__Records for the exercise__.
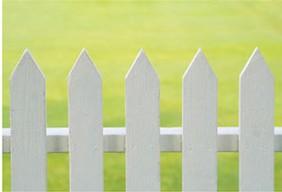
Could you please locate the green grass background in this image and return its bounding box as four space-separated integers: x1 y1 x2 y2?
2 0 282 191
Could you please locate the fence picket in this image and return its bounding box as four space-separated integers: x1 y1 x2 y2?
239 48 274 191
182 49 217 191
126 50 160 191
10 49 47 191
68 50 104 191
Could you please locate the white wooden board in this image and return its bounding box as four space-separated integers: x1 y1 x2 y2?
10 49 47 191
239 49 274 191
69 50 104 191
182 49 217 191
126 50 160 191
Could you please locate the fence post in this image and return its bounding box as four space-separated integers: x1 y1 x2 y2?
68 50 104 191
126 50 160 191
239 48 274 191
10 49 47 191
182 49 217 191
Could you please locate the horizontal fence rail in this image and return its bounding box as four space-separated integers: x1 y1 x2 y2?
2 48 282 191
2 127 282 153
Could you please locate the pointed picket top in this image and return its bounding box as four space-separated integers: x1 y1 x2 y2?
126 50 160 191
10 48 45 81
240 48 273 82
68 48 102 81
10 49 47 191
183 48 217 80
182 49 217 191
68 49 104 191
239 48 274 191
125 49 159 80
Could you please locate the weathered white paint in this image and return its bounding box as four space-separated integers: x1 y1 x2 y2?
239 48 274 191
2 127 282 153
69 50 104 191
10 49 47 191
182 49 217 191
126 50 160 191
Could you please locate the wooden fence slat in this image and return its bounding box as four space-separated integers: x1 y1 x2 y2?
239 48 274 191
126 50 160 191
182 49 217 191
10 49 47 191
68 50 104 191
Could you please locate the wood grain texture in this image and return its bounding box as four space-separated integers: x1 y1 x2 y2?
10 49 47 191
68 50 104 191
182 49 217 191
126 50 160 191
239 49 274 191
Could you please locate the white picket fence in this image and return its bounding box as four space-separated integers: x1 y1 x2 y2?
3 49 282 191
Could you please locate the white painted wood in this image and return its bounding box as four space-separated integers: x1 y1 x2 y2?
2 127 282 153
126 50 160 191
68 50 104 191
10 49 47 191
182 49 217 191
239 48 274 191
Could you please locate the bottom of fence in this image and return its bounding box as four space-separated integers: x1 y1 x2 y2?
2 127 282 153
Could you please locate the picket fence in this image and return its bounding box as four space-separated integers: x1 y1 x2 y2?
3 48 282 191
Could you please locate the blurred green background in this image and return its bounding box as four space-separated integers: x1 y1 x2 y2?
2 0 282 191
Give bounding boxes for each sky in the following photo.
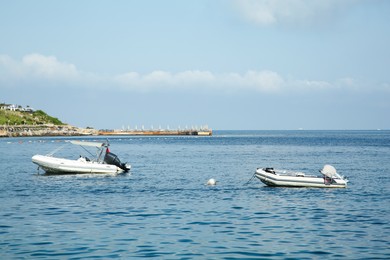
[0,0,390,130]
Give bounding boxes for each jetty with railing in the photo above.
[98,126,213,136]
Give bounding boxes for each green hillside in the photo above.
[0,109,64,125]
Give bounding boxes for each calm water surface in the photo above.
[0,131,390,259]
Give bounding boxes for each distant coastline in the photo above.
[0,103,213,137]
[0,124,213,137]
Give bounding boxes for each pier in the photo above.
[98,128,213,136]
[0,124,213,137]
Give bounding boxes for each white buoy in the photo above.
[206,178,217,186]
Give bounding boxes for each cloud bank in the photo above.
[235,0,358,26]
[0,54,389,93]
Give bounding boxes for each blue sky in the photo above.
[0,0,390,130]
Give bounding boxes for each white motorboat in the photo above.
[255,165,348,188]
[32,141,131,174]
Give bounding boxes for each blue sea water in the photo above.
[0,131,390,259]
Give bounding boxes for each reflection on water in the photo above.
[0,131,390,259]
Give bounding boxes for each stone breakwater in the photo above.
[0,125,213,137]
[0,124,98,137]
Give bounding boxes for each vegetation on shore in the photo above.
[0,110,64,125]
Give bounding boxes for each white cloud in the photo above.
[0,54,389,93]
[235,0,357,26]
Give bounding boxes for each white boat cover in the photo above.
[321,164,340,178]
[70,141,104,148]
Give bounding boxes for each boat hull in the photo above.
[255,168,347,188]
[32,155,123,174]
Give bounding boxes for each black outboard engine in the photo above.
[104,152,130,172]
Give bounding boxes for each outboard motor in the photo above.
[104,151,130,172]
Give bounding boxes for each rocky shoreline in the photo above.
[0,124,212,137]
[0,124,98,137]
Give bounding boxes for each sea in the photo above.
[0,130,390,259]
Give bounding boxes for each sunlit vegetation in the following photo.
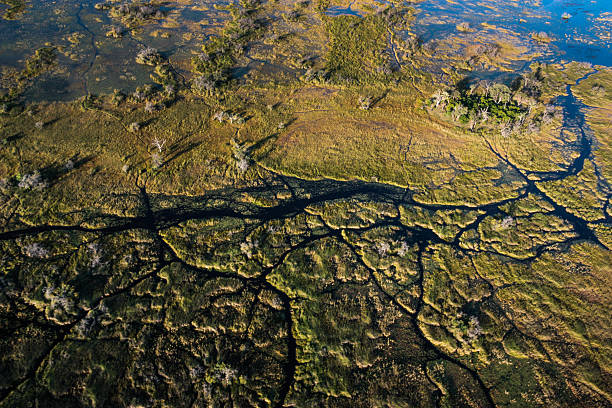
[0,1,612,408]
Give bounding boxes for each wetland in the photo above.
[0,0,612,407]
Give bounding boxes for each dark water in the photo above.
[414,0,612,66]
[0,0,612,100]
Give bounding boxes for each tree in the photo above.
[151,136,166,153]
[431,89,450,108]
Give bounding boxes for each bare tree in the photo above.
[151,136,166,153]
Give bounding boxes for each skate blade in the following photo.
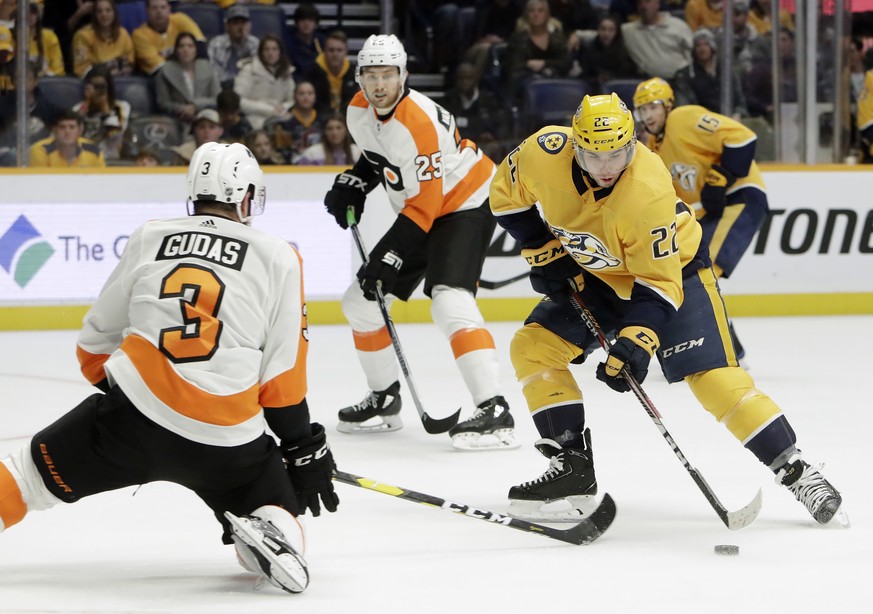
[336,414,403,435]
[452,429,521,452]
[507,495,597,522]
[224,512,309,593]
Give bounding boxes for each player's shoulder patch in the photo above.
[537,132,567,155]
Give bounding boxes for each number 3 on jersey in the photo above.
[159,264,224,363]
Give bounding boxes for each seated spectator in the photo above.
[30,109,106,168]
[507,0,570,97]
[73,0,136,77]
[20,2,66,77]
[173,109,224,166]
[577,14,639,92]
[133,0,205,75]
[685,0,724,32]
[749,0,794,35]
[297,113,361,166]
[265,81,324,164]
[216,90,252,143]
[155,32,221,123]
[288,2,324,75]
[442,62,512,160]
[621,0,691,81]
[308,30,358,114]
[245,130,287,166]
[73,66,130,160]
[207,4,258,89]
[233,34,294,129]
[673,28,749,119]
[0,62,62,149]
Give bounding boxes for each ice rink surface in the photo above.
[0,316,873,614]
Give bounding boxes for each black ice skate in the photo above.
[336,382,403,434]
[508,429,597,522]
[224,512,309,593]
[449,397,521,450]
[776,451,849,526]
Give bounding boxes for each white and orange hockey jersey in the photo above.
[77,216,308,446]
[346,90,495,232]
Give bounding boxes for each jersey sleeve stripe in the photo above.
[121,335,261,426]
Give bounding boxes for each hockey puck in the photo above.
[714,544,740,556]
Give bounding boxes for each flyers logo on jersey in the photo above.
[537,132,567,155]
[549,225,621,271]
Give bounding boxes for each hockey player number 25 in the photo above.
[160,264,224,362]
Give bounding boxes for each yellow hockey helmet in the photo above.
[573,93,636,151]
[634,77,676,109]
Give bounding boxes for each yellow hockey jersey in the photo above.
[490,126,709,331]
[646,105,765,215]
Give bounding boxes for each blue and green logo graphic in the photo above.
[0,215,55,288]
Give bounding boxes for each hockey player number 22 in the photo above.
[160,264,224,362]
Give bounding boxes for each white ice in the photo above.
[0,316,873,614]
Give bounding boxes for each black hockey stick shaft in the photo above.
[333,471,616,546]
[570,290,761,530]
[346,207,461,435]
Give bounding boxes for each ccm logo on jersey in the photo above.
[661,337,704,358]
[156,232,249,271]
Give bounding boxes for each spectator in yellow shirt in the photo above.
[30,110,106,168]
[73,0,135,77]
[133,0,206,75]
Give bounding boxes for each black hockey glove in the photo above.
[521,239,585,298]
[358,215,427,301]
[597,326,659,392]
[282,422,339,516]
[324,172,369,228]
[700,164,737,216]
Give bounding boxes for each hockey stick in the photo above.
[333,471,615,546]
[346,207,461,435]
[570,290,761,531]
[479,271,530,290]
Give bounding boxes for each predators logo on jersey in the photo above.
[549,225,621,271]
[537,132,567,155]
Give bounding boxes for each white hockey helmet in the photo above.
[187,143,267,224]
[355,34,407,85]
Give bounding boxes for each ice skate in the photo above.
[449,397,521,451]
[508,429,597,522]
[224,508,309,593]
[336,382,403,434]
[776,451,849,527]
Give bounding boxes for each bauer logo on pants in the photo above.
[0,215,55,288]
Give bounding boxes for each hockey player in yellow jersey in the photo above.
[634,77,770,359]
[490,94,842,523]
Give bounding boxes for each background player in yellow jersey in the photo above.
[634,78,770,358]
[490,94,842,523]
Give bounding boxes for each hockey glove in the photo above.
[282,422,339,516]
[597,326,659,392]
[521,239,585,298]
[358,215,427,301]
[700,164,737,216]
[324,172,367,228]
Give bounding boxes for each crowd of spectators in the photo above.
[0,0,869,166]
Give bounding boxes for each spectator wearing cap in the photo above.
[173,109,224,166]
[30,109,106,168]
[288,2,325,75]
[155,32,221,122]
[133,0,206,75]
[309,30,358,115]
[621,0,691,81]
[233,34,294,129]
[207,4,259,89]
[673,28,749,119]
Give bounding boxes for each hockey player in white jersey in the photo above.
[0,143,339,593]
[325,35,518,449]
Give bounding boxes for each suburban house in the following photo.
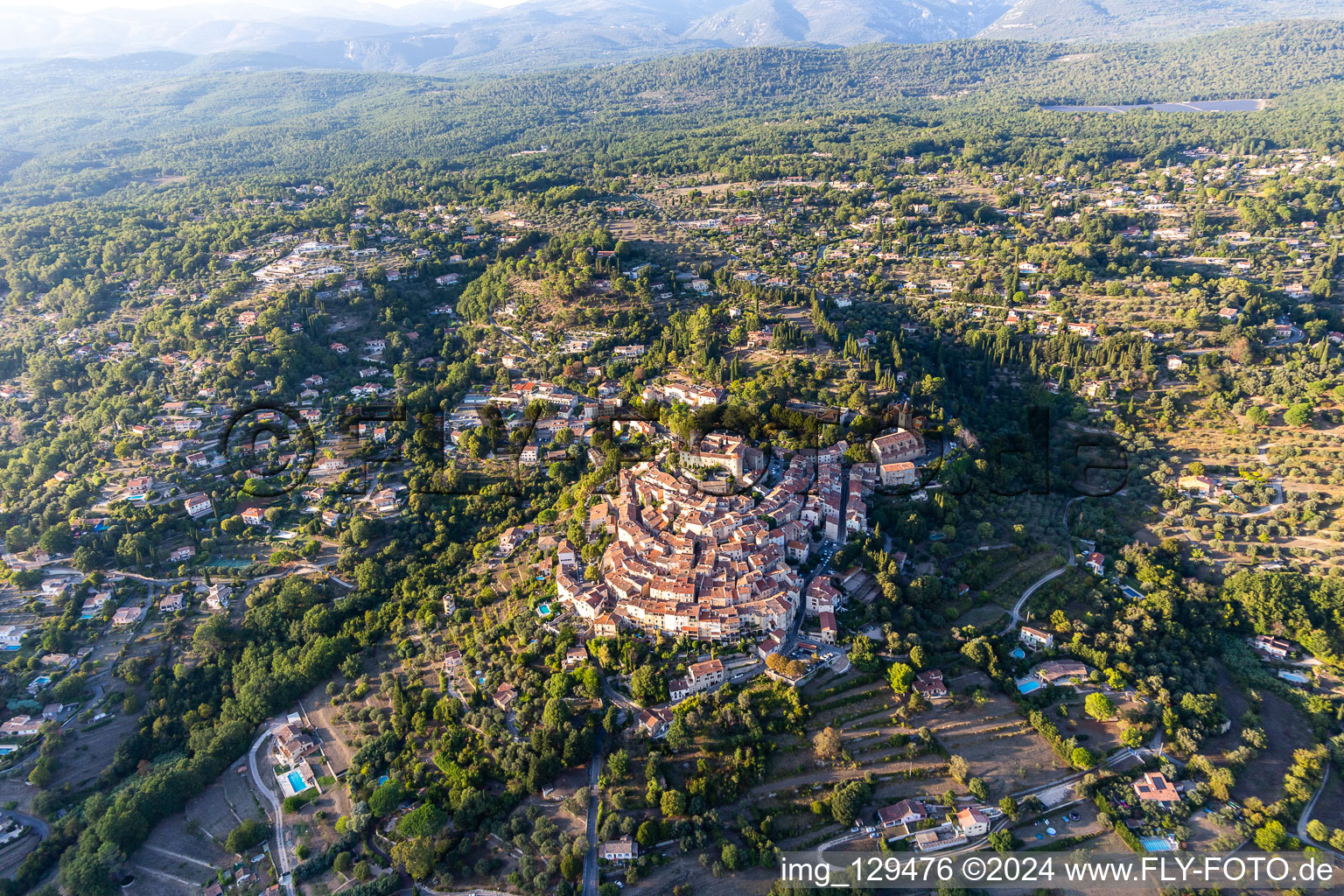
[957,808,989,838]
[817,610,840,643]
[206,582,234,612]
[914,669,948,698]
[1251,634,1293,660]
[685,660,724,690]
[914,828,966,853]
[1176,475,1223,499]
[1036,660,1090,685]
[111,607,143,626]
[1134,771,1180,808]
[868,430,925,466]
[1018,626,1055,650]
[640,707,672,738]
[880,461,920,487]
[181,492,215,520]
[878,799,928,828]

__Aim of the exercise__. Format the lines above as a Markdown table, starting at the line containing "Give bounding boxes for each white and" and ending at the line containing "[634,77,676,109]". Use the columns Row and Item line, number each line, and leave out any blank lines.

__Expected output__.
| Row | Item line |
|---|---|
| 1 | Give bounding boxes for each white and orange hockey jersey in the photo above. |
| 2 | [77,216,308,446] |
| 3 | [346,90,495,232] |
| 4 | Give bounding boxes for each jersey sleeve stripe in the photo above. |
| 5 | [121,335,261,426] |
| 6 | Give bounding boxes for each hockey puck in the photo above. |
| 7 | [714,544,740,556] |
| 8 | Give bounding boxes for each flyers logo on jersey in the photo above. |
| 9 | [537,132,567,155] |
| 10 | [549,225,621,271] |
| 11 | Give bounding boxes for each hockey player number 25 in the photo above. |
| 12 | [160,264,224,362] |
| 13 | Give bounding boxes for each yellow hockey helmet in the photo above. |
| 14 | [573,93,636,151] |
| 15 | [634,77,676,109] |